* Start Extracted text *
“Russia is a puzzling unknown country. It has turned out that we know nothing about it. Therefore it is probably why we have lived with such difficulty and so stupidly. Where is the path to the renaissance? A people without its own clan, without tribes, without parents, without history, without historical experience, will never be able to get onto that path. Thus, we have to remember who we are, who are our parents, who is the mother of our land…Russia.”
Stanislav Govorukhin, The Russia We Lost
Russia has had to redefine its identity after the breakdown of the Soviet Union1, but actually even since the pre-revolutionary times, in mz point of view Russian identity has not changed that much. It has since then defined itself in opposition to the West. For me Russian identity has always been hard to grasp, so I was happy to find out that my Russian host family that I used to live with would refer to Europe as to Western Europe, not including Russia. Therefore I thought everything was clear: Russia did at least not belong to the West, to Europe. Did it then belong to the East? But now especially since September 11 everything has changed again. Russia is turning itself more and more towards the West. It is about to become part of NATO or as Putin formulated it part of a new alliance that would include NATO, as well as Russia.
II. Main Part:
I like Groys’ approach of saying that Russia has actually a tradition of re-defining itself. I think this is true. If one follows up this notion even further, one comes to the result, that even though Russia kept re-defining itself during its history, the outcome was always pretty much the same, it was the other West, something that could only be defined in opposition to the West2.
Identity during Soviet Times
Groys says that Russia after the breakdown of the Soviet Union had to re-define everything. I do not totally agree. What at least already existed were those attitudes looking towards the West as a role model. Instead I would like to argue that this process was not that hard for Russia, on the one hand because it was used re-defining its identity and on the other hand because all its institutions and its culture in general, were “constructed”. They were something that had been forced upon those living in the Soviet Union. Therefore it was easier to tear them down than something that grew out of history and therefore would have been much more rooted within the society. Of course, especially during Soviet times art was instrumentalized to its highest extent in order to construct a Soviet identity. But it never actually worked. A Soviet identity did never emerge. When somebody would go to the West, let us say an artist and he would be asked: ”So who are you?” He would not say: “I am a Soviet artist”, but he would answer: “I am Russian.” He would probably even have said this, if he was Tartar. Because outside of the Soviet Union, they were all perceived as Russians. Inside the Soviet Union there was a different picture, here: Russians stayed Russians and, for example, Caucasians were always Caucasians marked by stereotypes that had existed for decades. The homo sovieticus was never born. Actually he could never have existed in his pure form because problems existed like, for example, which language would he have spoken? Sovietish ?
* End Extracted text *
#### Written exercise
Answer these questions from the essay on Russian identity:
1. Who wrote the quotation at the opening, and what work is it from?
2. How did the writer's Russian host family refer to Europe?
3. According to the essay, what would an artist from the Soviet Union answer when asked "So who are you?" in the West?
The lines after this come from a separate source.
* Start Extracted records *
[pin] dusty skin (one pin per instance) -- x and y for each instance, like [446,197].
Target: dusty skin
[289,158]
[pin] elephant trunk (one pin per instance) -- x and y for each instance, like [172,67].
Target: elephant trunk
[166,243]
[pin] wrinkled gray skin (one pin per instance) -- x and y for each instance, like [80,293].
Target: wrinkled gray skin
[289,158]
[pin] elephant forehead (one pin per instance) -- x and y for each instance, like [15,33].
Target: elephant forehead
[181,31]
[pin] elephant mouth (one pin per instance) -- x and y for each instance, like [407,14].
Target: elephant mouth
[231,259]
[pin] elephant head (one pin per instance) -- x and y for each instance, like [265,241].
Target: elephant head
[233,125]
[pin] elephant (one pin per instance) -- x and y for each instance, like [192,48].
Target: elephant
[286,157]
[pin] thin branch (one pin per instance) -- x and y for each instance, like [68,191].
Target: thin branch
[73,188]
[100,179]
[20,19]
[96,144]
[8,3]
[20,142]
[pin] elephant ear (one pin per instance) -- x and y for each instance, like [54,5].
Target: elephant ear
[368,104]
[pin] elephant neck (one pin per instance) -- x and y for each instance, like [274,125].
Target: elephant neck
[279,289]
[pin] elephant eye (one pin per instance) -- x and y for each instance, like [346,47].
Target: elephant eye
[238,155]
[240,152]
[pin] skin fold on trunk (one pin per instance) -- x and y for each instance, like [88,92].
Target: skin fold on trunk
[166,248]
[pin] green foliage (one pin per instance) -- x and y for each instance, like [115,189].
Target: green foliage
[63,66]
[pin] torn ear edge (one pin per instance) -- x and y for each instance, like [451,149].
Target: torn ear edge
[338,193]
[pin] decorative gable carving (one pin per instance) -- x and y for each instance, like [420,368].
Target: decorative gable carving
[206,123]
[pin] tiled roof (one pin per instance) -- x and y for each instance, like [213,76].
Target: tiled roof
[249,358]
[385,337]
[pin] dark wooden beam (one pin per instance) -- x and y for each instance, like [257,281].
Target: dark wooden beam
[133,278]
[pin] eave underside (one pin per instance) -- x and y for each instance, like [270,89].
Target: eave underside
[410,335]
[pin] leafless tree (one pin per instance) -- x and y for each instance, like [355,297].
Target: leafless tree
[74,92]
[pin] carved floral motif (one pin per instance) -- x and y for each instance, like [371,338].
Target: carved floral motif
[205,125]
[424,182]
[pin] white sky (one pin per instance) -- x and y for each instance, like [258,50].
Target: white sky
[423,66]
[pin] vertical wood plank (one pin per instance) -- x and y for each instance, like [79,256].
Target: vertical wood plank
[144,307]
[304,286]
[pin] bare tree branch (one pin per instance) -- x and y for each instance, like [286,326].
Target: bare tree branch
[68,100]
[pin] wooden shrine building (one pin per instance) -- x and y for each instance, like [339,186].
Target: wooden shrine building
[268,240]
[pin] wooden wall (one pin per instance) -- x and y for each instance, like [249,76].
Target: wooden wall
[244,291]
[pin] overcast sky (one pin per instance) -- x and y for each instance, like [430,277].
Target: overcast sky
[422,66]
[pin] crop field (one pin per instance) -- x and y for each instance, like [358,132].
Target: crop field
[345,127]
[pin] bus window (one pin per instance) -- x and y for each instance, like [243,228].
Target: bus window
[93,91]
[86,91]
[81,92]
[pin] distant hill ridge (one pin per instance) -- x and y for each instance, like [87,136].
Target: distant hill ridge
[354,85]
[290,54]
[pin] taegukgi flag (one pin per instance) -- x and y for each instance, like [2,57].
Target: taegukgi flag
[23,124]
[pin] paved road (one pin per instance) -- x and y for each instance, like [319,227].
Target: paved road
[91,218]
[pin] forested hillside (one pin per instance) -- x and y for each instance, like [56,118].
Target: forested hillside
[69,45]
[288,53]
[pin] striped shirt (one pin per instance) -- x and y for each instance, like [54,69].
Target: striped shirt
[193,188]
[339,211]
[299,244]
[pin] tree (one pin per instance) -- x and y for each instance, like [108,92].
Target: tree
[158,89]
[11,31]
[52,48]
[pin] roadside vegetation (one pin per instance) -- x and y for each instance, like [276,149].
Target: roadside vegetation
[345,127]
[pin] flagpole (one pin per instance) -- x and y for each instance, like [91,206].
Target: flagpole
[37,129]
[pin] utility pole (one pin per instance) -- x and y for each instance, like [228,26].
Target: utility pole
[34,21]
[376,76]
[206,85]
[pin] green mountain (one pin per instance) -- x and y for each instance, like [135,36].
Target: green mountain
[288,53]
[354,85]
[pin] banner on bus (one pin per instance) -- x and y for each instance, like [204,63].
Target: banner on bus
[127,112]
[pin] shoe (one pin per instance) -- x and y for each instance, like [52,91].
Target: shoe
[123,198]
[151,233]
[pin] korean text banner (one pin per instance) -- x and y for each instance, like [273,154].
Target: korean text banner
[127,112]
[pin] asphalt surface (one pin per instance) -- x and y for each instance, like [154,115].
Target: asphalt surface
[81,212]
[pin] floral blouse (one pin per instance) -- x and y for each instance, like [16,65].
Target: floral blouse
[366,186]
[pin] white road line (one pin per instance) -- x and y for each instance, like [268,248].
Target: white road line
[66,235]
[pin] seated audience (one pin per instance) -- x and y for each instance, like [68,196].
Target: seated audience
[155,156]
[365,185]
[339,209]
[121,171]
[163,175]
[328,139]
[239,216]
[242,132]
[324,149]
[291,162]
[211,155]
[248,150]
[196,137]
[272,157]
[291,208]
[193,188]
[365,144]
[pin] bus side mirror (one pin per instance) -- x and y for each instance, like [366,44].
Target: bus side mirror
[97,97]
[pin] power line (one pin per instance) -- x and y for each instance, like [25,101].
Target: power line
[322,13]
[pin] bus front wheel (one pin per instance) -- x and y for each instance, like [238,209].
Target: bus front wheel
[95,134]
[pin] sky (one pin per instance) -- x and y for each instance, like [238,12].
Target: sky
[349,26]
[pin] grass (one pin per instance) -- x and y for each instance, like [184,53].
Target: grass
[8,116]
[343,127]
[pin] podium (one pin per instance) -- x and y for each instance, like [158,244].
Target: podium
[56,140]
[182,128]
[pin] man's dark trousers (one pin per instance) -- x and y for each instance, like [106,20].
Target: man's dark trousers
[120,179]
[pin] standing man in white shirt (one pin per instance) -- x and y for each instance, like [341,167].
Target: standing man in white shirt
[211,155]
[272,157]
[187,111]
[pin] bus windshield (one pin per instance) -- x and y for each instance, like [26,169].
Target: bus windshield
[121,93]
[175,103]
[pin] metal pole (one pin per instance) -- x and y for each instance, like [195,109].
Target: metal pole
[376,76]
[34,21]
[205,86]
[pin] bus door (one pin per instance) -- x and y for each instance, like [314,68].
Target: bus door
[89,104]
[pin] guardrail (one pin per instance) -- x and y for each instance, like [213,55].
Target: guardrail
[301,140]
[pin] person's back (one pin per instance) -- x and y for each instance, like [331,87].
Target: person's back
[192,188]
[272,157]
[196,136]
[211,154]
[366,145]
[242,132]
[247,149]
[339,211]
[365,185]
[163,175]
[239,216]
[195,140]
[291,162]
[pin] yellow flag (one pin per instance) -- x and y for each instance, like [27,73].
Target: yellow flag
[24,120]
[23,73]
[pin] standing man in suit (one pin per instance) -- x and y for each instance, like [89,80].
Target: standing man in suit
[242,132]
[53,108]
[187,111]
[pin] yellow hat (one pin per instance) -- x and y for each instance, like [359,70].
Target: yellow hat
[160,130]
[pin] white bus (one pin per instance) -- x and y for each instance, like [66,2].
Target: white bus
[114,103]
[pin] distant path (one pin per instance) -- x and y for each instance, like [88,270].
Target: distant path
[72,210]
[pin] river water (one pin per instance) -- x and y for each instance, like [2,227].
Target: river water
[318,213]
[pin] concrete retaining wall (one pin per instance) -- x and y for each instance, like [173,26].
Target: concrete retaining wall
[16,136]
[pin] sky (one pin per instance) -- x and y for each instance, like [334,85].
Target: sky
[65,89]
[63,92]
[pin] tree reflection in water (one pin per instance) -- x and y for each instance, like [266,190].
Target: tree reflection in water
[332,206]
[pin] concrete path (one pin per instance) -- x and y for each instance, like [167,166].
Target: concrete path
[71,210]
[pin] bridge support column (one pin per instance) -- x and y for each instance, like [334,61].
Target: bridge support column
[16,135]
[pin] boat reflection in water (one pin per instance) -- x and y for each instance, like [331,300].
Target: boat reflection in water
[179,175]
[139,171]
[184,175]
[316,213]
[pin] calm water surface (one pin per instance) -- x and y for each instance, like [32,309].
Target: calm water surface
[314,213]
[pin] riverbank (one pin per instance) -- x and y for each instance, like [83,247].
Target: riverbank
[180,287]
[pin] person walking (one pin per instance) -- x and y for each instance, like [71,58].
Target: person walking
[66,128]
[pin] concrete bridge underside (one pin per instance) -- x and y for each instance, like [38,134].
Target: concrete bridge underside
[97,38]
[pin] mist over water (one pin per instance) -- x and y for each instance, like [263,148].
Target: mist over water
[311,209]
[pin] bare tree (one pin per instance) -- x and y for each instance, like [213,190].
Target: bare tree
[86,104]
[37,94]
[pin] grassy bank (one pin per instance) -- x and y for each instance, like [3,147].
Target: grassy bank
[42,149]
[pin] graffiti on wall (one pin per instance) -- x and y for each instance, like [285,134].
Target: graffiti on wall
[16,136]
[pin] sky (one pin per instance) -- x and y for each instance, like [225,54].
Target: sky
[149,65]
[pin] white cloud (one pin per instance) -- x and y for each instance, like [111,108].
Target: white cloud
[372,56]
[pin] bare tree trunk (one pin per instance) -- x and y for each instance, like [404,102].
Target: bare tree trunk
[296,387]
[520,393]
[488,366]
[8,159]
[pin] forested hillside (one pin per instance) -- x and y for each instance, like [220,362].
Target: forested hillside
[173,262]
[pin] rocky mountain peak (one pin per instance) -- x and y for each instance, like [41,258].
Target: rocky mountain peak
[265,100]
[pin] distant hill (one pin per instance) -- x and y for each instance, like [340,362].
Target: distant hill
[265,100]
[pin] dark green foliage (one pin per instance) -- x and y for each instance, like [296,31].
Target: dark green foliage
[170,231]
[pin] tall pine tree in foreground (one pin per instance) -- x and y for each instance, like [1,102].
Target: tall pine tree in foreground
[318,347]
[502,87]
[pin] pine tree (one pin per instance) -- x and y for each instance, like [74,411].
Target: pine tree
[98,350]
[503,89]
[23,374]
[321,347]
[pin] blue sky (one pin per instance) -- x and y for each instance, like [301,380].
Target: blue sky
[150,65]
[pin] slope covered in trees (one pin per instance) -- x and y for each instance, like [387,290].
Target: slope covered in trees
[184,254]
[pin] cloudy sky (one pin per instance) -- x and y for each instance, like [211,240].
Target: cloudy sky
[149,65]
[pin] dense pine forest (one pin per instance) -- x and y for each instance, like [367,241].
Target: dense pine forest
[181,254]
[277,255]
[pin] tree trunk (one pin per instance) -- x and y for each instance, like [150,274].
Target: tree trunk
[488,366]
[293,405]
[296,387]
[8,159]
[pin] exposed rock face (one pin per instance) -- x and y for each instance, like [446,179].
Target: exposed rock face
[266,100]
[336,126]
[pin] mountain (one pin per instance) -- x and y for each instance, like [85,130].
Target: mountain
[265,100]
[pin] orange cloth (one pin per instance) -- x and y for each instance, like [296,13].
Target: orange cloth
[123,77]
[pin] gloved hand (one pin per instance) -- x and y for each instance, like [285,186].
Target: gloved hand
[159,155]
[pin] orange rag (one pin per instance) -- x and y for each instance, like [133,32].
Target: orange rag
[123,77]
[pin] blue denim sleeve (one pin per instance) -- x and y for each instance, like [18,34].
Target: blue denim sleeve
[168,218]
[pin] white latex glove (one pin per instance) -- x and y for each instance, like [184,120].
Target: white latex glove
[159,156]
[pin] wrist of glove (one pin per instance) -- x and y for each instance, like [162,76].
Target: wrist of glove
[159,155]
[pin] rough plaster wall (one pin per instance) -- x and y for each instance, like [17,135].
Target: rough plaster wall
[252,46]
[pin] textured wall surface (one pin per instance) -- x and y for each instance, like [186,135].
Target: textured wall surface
* End Extracted records *
#### Solution to the problem
1. Stanislav Govorukhin, The Russia We Lost.
2. As Western Europe, not including Russia.
3. "I am Russian."